::: PROVIDED TEXT
However, McAdams acknowledges that there are limitations to how the redemptive self operates. These encompass both psychological and social issues. On the psychological level, McAdams admits that “the expectation that all bad things should be redeemed may keep a person from experiencing a life in its full emotional richness” (McAdams 2006c: 268). On the social level the same expectation can trivialize the suffering of others, while strong commitment to distinctive individual accomplishment runs the risk of separating the self from society.

Furthermore, not all contemporary Americans develop the redemptive self. The life stories of such people are described by McAdams as presenting “contaminated plots” and “vicious circles”. This reveals the rather heavily normative and judgemental aspect of McAdams”s model: the redemptive self is not only a dominant characteristic of contemporary Americans, it is also an ideal state; when redemption fails, it issues in not only deviation, but also a sense of failure.

McAdams”s model of the redemptive self reveals most clearly his allegiance to an essentialist, centred, singular and individualistic understanding of the subject. The narrative mobilized to articulate this type of identity is circumscribed by a particular type of story, with clearly defined plot, turning points and resolution. Discussing various narrative constructions of self, Peter Raggat argues that the imposition of coherence on modern life constitutes “a hegemonic insult” (Raggat 2006). Such critique can be extended to the redemptive self. While McAdams (2006a) is prepared to acknowledge that “life is messier and more complex than the stories we tell about it”, there is no real provision to address and incorporate this complexity in his model.

Significantly, the dynamics of redemption as an essential aspect of contemporary American identity became evident for McAdams in the wake of the tragic events of September 11, 2001, when, “The workers were convinced that the death and the destruction of 9/11 would give way to new life, new growth, new power, and a new reality that, in some fundamental sense, would prove better than what came before” (McAdams 2006c: 3). The inevitability of redemption was simply taken for granted. It is in the context of political debates post-September 11, 2001, that McAdams”s emphasis on redemption becomes understandable. The widespread critical response to the unspeakable horror of 9/11 insists that “the time has come to abandon the cynicism, ironic play and “oppositional anarchism” associated with postmodernism and to embrace a positive conception of power and its potential affinity with truth and knowledge” (Bennett 2009: 20). From this position the questioning and ideological critique by postmodernism of such categories as truth, beauty and goodness are interpreted as a temporary aberration and a reaction against a once progressive modernism, whose agenda now seems newly energized. McAdams”s model of the redemptive self can thus be characterized as a reworking of many features of the modernist project in the post-9/11 context, where the narrative of redemption is powerfully positioned as a new grand narrative.

McAdams argues consistently for the existence of a single, stable and knowable reality and, correspondingly, the existence of a self that is singular, stable and knowable. Moreover, this self is masterful and agentic; it strives to actualize its true core. In the context of the debates concerning the shift beyond postmodernity, the paramount expression of McAdams”s essentialist approach to self—the redemptive self—can be seen as a model of post-postmodern self superseding the plethora of postmodern selves such as the empty self, the protean self, the saturated self and the quantum self.
::::::
::: STORED DATA
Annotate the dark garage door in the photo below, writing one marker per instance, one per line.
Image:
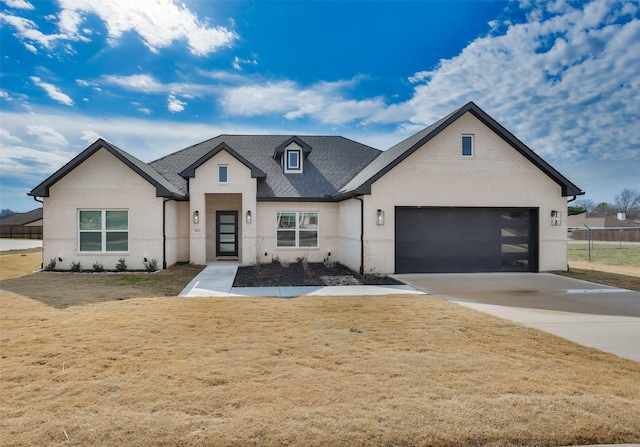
(466, 240)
::::::
■ TASKS:
1: Quote word for word the part of the passage on McAdams's redemptive self that opens with the words containing "However, McAdams acknowledges" and closes with "self from society.".
2: In the passage on McAdams's redemptive self, what does Peter Raggat say the imposition of coherence on modern life constitutes?

■ SOLUTIONS TO THE EXERCISE:
1:
However, McAdams acknowledges that there are limitations to how the redemptive self operates. These encompass both psychological and social issues. On the psychological level, McAdams admits that “the expectation that all bad things should be redeemed may keep a person from experiencing a life in its full emotional richness” (McAdams 2006c: 268). On the social level the same expectation can trivialize the suffering of others, while strong commitment to distinctive individual accomplishment runs the risk of separating the self from society.

2: A hegemonic insult.